Select and copy each line below that contains the word "police". Uppercase and lowercase count as different.

- **Material provided**

________________________________________

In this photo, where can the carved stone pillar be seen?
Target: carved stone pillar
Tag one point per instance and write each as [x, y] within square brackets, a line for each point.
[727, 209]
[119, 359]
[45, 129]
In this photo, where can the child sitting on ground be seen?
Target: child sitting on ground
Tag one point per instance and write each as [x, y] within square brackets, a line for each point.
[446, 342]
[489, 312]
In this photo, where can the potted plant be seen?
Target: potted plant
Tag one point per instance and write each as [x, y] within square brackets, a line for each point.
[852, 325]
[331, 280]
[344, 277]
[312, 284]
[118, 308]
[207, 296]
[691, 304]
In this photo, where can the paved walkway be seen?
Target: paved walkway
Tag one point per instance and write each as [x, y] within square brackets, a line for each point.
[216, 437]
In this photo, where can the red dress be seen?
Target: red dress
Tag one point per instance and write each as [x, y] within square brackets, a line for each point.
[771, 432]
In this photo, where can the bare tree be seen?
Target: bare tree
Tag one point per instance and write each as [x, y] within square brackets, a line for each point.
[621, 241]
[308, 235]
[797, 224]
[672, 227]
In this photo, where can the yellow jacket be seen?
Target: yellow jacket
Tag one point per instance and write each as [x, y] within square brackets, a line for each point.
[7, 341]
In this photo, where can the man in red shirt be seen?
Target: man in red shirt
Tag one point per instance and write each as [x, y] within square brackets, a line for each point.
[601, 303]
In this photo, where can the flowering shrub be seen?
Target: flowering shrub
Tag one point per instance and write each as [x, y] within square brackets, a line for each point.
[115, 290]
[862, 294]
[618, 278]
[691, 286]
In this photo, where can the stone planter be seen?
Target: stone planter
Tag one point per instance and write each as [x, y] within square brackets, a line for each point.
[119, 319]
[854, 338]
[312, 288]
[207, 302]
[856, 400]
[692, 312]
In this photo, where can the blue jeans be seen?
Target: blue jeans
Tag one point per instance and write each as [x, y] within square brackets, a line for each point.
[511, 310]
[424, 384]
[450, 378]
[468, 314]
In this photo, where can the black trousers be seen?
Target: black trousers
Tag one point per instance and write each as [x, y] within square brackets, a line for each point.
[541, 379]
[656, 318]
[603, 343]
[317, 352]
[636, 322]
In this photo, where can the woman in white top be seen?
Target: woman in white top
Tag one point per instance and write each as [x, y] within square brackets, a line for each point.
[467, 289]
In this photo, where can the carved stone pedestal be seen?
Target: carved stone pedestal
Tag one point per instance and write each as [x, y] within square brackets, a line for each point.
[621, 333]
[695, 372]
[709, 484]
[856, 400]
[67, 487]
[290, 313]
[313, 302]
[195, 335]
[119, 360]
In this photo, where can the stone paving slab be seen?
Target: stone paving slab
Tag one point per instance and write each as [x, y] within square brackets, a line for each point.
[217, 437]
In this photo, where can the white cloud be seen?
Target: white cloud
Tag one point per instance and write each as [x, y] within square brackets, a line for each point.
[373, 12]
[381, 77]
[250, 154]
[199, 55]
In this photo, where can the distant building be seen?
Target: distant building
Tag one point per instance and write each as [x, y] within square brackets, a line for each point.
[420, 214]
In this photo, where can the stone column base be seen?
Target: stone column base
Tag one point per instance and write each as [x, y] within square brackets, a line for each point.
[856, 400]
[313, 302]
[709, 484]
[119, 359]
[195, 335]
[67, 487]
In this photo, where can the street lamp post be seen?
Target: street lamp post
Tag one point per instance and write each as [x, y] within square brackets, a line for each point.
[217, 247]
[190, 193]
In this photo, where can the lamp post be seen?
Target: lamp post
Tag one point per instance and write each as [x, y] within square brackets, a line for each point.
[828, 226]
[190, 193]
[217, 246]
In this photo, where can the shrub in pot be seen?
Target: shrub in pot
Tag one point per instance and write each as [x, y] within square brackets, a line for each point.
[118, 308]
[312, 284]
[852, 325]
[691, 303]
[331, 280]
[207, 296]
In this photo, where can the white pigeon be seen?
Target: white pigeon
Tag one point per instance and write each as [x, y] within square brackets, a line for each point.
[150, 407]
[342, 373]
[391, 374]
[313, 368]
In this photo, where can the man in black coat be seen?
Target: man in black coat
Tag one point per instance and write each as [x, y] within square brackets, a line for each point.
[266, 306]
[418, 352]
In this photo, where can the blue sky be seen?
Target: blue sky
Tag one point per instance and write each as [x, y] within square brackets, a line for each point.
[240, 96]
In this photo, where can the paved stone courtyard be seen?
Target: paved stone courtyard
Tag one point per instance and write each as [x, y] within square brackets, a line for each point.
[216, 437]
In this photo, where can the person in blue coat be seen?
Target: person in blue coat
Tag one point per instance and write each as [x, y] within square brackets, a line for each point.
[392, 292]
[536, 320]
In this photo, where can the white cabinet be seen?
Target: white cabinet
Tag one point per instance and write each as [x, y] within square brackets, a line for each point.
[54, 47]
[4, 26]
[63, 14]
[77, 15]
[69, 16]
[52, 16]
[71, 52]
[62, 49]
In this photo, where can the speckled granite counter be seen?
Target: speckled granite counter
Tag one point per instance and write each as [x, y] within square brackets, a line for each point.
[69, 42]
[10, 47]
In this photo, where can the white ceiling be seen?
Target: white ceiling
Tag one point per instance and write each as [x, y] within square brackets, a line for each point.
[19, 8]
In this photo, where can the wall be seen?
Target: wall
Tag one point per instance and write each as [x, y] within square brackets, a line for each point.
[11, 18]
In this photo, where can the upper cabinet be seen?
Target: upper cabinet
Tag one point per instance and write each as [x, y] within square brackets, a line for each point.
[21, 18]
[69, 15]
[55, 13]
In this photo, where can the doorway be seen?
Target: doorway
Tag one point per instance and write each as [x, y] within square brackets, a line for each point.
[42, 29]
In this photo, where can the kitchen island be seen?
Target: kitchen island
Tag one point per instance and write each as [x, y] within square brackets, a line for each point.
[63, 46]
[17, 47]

________________________________________

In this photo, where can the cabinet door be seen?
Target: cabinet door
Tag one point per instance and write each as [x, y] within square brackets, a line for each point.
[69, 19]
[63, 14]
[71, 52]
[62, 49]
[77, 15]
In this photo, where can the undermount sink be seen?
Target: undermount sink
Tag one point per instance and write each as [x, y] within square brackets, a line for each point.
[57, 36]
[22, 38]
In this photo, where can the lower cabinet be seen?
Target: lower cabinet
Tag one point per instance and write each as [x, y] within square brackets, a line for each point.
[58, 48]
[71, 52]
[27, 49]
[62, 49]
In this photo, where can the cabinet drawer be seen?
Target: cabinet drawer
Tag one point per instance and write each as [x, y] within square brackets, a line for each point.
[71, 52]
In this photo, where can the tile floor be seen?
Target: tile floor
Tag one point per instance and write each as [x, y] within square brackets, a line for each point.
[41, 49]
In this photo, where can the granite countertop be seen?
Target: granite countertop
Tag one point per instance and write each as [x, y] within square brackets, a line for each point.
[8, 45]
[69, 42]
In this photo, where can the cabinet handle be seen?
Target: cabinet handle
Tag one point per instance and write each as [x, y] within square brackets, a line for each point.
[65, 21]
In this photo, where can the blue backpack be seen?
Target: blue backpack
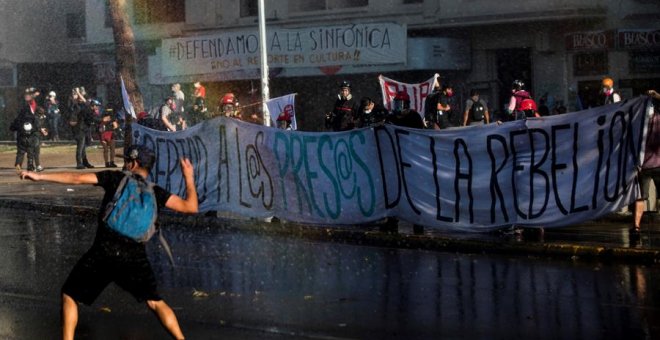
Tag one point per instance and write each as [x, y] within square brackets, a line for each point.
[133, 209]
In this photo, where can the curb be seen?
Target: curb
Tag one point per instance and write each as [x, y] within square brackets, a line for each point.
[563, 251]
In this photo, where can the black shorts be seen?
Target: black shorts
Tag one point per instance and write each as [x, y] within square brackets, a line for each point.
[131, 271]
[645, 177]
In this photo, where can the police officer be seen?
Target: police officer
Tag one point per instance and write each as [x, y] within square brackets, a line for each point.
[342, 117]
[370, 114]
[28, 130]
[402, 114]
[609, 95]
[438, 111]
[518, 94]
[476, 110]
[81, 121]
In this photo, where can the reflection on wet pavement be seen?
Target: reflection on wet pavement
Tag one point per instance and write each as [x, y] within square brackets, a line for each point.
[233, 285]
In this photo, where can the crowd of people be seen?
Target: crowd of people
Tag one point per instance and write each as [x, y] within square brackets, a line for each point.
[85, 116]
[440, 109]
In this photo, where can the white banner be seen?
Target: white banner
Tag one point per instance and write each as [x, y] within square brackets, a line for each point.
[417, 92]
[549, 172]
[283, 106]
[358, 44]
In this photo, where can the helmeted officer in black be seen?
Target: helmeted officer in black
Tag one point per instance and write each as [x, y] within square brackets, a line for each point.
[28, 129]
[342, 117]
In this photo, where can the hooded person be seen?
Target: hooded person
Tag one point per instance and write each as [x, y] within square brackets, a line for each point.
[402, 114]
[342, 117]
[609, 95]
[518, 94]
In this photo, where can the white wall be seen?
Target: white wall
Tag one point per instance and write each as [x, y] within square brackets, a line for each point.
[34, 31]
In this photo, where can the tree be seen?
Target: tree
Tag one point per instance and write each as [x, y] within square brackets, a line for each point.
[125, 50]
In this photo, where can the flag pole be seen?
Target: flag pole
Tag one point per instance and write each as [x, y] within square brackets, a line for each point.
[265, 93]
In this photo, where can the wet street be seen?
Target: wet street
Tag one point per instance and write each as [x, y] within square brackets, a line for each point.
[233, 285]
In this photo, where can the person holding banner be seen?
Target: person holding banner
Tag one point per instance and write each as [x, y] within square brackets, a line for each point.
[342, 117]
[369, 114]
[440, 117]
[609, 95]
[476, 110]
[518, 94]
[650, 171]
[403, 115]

________________________________________

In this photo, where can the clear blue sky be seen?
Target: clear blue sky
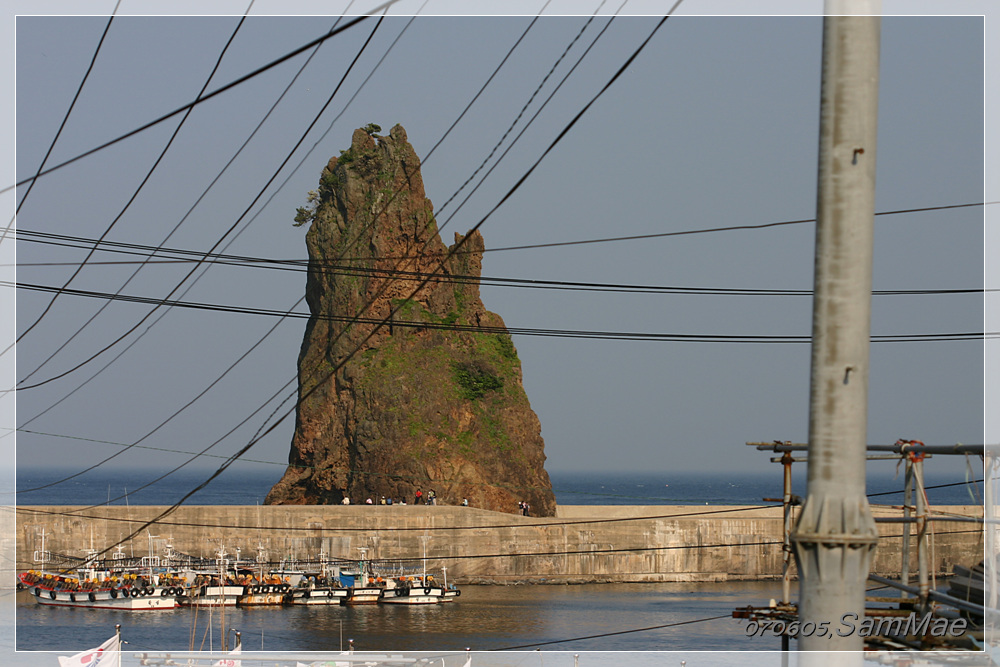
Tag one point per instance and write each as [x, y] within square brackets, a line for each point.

________________________________________

- **Reply to the task**
In this photo, where can the police officer be seen?
Target: police officer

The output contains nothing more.